• STATED GOAL
Extract each line of the material that follows exactly and omit its pictures.

Dataset entries
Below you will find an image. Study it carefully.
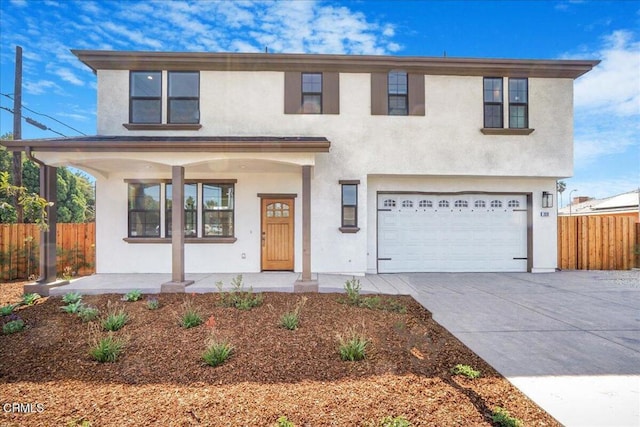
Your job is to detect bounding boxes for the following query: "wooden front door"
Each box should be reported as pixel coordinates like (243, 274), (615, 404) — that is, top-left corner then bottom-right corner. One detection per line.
(261, 198), (294, 270)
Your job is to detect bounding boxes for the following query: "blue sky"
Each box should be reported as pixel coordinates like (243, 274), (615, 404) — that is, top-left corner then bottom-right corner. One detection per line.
(0, 0), (640, 204)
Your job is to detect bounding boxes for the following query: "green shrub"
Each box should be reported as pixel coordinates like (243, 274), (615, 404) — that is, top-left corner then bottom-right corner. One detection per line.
(78, 305), (100, 322)
(276, 415), (296, 427)
(451, 364), (480, 379)
(491, 406), (523, 427)
(122, 289), (142, 302)
(60, 300), (83, 314)
(216, 274), (264, 310)
(2, 314), (25, 335)
(62, 292), (82, 304)
(147, 298), (160, 310)
(89, 332), (125, 363)
(338, 329), (369, 362)
(0, 304), (16, 316)
(22, 292), (42, 305)
(178, 298), (203, 329)
(100, 301), (129, 331)
(202, 338), (233, 366)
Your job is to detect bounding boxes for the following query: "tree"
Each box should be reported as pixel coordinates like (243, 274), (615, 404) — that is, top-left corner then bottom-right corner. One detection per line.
(0, 133), (95, 223)
(556, 181), (567, 206)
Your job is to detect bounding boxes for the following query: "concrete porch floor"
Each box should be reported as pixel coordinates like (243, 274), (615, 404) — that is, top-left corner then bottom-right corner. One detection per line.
(49, 272), (413, 296)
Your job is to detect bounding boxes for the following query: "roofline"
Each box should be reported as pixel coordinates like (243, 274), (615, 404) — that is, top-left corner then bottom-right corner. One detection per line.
(2, 136), (331, 153)
(71, 49), (600, 79)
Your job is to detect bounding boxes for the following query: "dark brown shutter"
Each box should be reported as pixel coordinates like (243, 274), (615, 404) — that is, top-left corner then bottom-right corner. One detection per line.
(408, 74), (425, 116)
(371, 73), (389, 116)
(284, 71), (302, 114)
(322, 73), (340, 114)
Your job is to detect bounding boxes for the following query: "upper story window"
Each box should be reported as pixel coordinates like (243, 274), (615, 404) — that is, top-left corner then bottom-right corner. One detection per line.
(302, 73), (322, 114)
(509, 79), (529, 129)
(167, 71), (200, 123)
(129, 71), (162, 123)
(371, 70), (425, 116)
(284, 71), (340, 114)
(387, 71), (409, 116)
(484, 77), (503, 128)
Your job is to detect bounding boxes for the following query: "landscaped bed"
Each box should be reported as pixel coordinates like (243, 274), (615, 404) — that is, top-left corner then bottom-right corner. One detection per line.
(0, 284), (558, 427)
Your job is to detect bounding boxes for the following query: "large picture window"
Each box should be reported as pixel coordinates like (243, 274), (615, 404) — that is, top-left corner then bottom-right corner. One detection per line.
(129, 71), (162, 123)
(165, 184), (198, 237)
(509, 79), (529, 129)
(129, 183), (160, 237)
(202, 182), (234, 237)
(167, 71), (200, 123)
(484, 77), (503, 128)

• ANSWER TO THE EXERCISE
Below you will find an image. Study it carefully.
Your job is to detect bounding boxes for the following query: "wooden front door"
Each box should be reported as pixel coordinates like (243, 274), (615, 404) — that is, top-left corner then bottom-right corner. One detection per line.
(261, 198), (294, 270)
Your job is to detect bounding boxes for the following query: "blue sky"
Each box should be reported as pixel coordinates like (243, 274), (615, 404) — that is, top-left corner then bottom-right corner. One detection per line.
(0, 0), (640, 204)
Your job is to detect bounding boxes for the following query: "green shrub"
Each box should be reported as pixel coordinates like (243, 274), (615, 404) — that is, top-left corner then bottom-right corner. One detection per line.
(78, 305), (100, 322)
(276, 415), (296, 427)
(451, 364), (480, 379)
(491, 406), (523, 427)
(122, 289), (142, 302)
(60, 300), (83, 314)
(216, 274), (264, 310)
(2, 314), (25, 335)
(62, 292), (82, 304)
(147, 298), (160, 310)
(89, 332), (125, 363)
(338, 329), (369, 362)
(0, 304), (16, 316)
(22, 292), (42, 305)
(178, 298), (203, 329)
(100, 301), (129, 331)
(202, 338), (233, 366)
Your job is to detect bounding boxes for the following query: "tree"
Each box should be reported as pixel coordinates like (243, 274), (615, 404) — that is, top-left corner then bottom-right corner. One detection per line.
(0, 133), (95, 223)
(556, 181), (567, 206)
Your job is to detect bounding boxes for the following query: "concrete porch floor"
Each box should be reported as pixel coordinates like (243, 274), (615, 404) — that is, top-left corner then bottom-right corner. One detection per line.
(49, 272), (413, 296)
Your job is to detect bounding boxes for the following query: "roofline"
Each box should be reported as pixel coordinates like (243, 274), (615, 404) — that is, top-left corner then bottom-right corner. One detection per line.
(2, 136), (331, 153)
(71, 49), (600, 79)
Your job is to detect bounding boxes for the following query: "dark brown shutter"
Each box should be reported as pixel coordinates like (243, 274), (615, 404) — that is, top-left corner then bottom-right corner. One detection per line.
(408, 74), (425, 116)
(371, 73), (389, 116)
(284, 71), (302, 114)
(322, 73), (340, 114)
Your job is to detect bounding boxes for the following query: "upper story window"
Each box should be reported as pixel coordinates like (243, 274), (615, 404) — that is, top-left corner then bottom-right corner. One detection per line.
(302, 73), (322, 114)
(509, 79), (529, 129)
(167, 71), (200, 123)
(129, 71), (162, 123)
(371, 70), (425, 116)
(284, 71), (340, 114)
(387, 71), (409, 116)
(484, 77), (503, 128)
Your job is to detect bounding boxes for the following query: "landscaped bed"
Each box should be reported as pixel coordinates like (243, 274), (615, 404) — that is, top-left corner then bottom-right corner. One detection per line.
(0, 284), (558, 427)
Your job is to detect bounding boxes for the following query: "large picture window"
Each box should be reported as pixel coordinates like (243, 274), (615, 404) — that is, top-left corner then bottom-right corner. One detection per line.
(129, 71), (162, 123)
(165, 184), (198, 237)
(509, 79), (529, 129)
(129, 183), (160, 237)
(202, 182), (234, 237)
(167, 71), (200, 123)
(484, 77), (503, 128)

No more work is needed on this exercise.